* WHAT YOU NEED TO DO:
The records appear below. Copy each one exactly.

Start of ENTRIES SHOWN

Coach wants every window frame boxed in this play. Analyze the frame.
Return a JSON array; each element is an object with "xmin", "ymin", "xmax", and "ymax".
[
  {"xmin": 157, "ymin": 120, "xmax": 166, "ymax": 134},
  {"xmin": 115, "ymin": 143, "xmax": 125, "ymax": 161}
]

End of ENTRIES SHOWN

* ANSWER TO THE EXERCISE:
Coach wants every window frame boxed in this play. Analyze the frame.
Return a JSON array; each element is an object with "xmin", "ymin", "xmax", and "ymax".
[
  {"xmin": 157, "ymin": 120, "xmax": 166, "ymax": 134},
  {"xmin": 115, "ymin": 143, "xmax": 125, "ymax": 161}
]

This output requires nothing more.